# Start of SOURCE DOCUMENT

Gaming software provider Playtech (PTEC) has pulled out of its £460 million takeover of contracts-for-difference broker Plus500 (PLUS:AIM) over concerns it won’t be able to secure UK regulatory approval by the end of 2015.

A deal to buy Ava Trade has also fallen through. Playtech will not get back a $5 million deposit paid upon the original agreement.

We warned in October that the deals looked to be in jeopardy and today’s news sends the shares down 10.8% to 759.5p.

PTEC - Comparison Line Chart (Rebased to first)

It’s a disappointing development for Playtech but we think the shares are still attractive given its strong position in the gambling sector and the high likelihood of there being other acquisition opportunities.

Playtech says trading remains strong with continued double-digit underlying growth and a strong pipeline of opportunities.

# End of SOURCE DOCUMENT
# Start of GIVEN DATA

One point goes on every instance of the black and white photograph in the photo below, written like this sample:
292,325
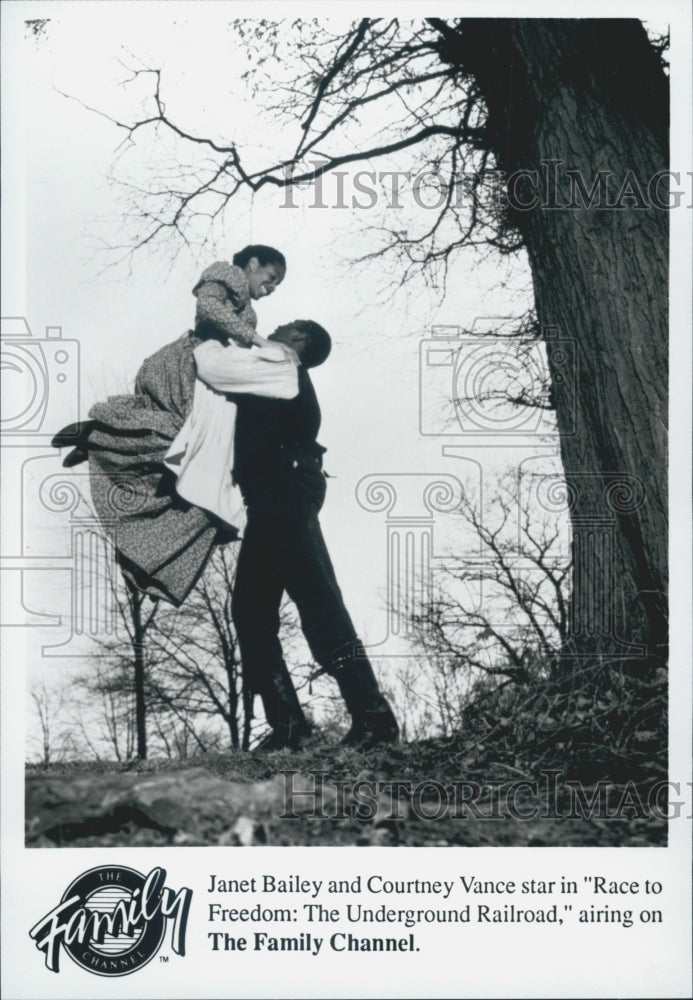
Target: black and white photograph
346,471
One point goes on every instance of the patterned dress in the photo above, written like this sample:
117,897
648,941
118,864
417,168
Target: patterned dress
163,542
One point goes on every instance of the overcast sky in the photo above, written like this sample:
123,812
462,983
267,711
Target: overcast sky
63,156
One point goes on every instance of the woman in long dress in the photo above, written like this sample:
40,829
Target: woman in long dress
162,541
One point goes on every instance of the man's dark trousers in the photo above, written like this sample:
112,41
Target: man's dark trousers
283,550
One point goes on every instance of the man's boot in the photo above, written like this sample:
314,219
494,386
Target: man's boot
371,715
283,711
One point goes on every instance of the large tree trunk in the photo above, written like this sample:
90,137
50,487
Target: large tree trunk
565,100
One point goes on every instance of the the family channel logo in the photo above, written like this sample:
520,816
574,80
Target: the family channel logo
112,920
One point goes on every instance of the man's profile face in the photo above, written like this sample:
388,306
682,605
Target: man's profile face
299,340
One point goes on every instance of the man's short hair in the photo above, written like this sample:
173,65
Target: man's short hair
320,342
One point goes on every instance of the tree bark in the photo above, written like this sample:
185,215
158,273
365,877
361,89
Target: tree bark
567,99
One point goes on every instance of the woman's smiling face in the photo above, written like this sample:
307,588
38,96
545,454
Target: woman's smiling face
263,279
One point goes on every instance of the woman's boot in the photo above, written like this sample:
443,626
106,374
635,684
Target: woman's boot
372,719
283,712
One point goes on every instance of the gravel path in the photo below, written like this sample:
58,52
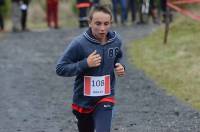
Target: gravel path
34,99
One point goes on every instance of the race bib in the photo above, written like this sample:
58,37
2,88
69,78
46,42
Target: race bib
97,85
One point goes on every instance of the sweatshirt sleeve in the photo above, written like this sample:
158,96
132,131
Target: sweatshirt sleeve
71,62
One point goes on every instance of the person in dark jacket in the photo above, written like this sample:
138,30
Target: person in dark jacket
24,11
94,58
2,2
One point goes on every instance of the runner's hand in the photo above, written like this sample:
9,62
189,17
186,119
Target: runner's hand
120,71
94,59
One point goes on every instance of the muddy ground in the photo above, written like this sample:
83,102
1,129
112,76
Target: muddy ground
34,99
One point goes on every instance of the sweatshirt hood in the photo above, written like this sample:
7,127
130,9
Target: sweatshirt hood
88,35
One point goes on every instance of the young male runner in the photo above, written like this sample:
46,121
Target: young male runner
94,58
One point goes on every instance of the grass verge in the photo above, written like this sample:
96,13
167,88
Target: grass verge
176,65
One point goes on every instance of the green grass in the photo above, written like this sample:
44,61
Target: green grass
176,65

# End of GIVEN DATA

--- JOBS ---
• A. Can you return the passage of the Playtech article that begins at the words "A deal to buy" and stops after "pipeline of opportunities.", copied word for word?
• B. Could you reproduce the listing from the line that has "One point goes on every instance of the person" through the end of the listing, with "muddy ground" replaced by "wet ground" and nothing else changed? Give back only those lines.

--- RESULTS OF THE TASKS ---
• A.
A deal to buy Ava Trade has also fallen through. Playtech will not get back a $5 million deposit paid upon the original agreement.

We warned in October that the deals looked to be in jeopardy and today’s news sends the shares down 10.8% to 759.5p.

PTEC - Comparison Line Chart (Rebased to first)

It’s a disappointing development for Playtech but we think the shares are still attractive given its strong position in the gambling sector and the high likelihood of there being other acquisition opportunities.

Playtech says trading remains strong with continued double-digit underlying growth and a strong pipeline of opportunities.

• B.
One point goes on every instance of the person in dark jacket in the photo above, written like this sample:
138,30
Target: person in dark jacket
24,11
94,58
2,2
One point goes on every instance of the runner's hand in the photo above, written like this sample:
9,62
189,17
186,119
Target: runner's hand
120,71
94,59
One point goes on every instance of the wet ground in the photo above, written like this sample:
83,102
1,129
112,76
Target: wet ground
34,99
One point goes on every instance of the sweatshirt hood in the photo above, written like this sample:
7,127
130,9
Target: sweatshirt hood
88,35
One point goes on every instance of the young male runner in the photo above, written like this sample:
46,121
Target: young male runner
94,58
One point goes on every instance of the grass verge in the photo above, written like this sample:
96,13
167,88
Target: grass verge
176,65
One point goes on every instance of the green grass in the photo above, written like this sample:
44,61
Target: green grass
176,65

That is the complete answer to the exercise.